**Work task**
In your reply, print every line of the listing exactly and omit all images.
* * * * * * * * *
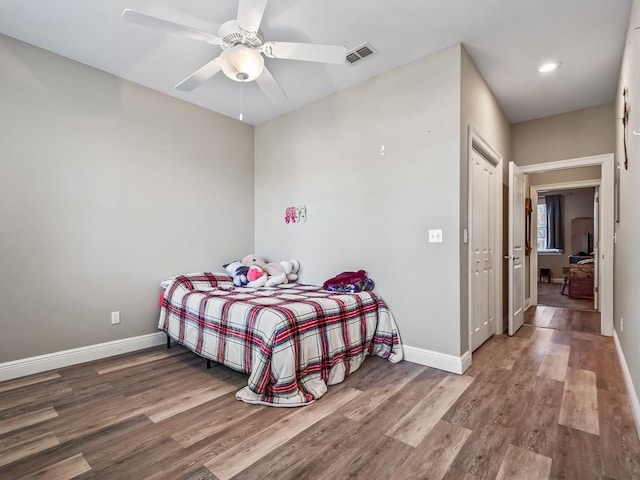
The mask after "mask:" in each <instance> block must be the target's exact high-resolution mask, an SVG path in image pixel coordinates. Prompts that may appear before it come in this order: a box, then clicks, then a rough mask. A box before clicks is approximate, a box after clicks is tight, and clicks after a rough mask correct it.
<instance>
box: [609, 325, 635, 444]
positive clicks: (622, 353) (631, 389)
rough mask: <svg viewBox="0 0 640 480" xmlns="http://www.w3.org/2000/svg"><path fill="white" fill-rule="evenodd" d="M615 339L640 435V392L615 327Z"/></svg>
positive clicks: (624, 375)
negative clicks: (631, 377)
mask: <svg viewBox="0 0 640 480" xmlns="http://www.w3.org/2000/svg"><path fill="white" fill-rule="evenodd" d="M613 341H614V343H615V344H616V350H617V352H618V360H619V361H620V367H621V368H622V375H623V377H624V384H625V386H626V387H627V395H629V401H630V402H631V411H632V412H633V419H634V420H635V421H636V431H637V432H638V434H639V435H640V401H638V394H637V393H636V389H635V387H634V385H633V379H632V378H631V372H629V366H628V365H627V361H626V360H625V358H624V352H623V351H622V345H620V339H619V338H618V332H617V331H616V330H615V329H614V330H613Z"/></svg>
* * * * * * * * *
**Answer for the task**
The mask after "mask:" in each <instance> block must be the target's exact high-resolution mask, an SVG path in image pixel coordinates. Prompts that may appear before it come in this order: a box, then clicks, then a rough mask. A box before clicks is approximate, a box after clicks is tight, and clicks after a rough mask correct it.
<instance>
box: [609, 325, 635, 444]
positive clicks: (622, 353) (631, 389)
rough mask: <svg viewBox="0 0 640 480" xmlns="http://www.w3.org/2000/svg"><path fill="white" fill-rule="evenodd" d="M615 339L640 435V392L615 327Z"/></svg>
positive clicks: (624, 375)
negative clicks: (631, 377)
mask: <svg viewBox="0 0 640 480" xmlns="http://www.w3.org/2000/svg"><path fill="white" fill-rule="evenodd" d="M613 341H614V343H615V344H616V350H617V352H618V360H619V361H620V367H621V368H622V375H623V377H624V384H625V386H626V387H627V395H629V401H630V402H631V411H632V412H633V419H634V420H635V421H636V431H637V432H638V434H639V435H640V401H638V394H637V393H636V389H635V387H634V385H633V379H632V378H631V372H629V366H628V365H627V361H626V360H625V358H624V352H623V351H622V345H620V339H619V338H618V332H617V331H616V330H615V329H614V330H613Z"/></svg>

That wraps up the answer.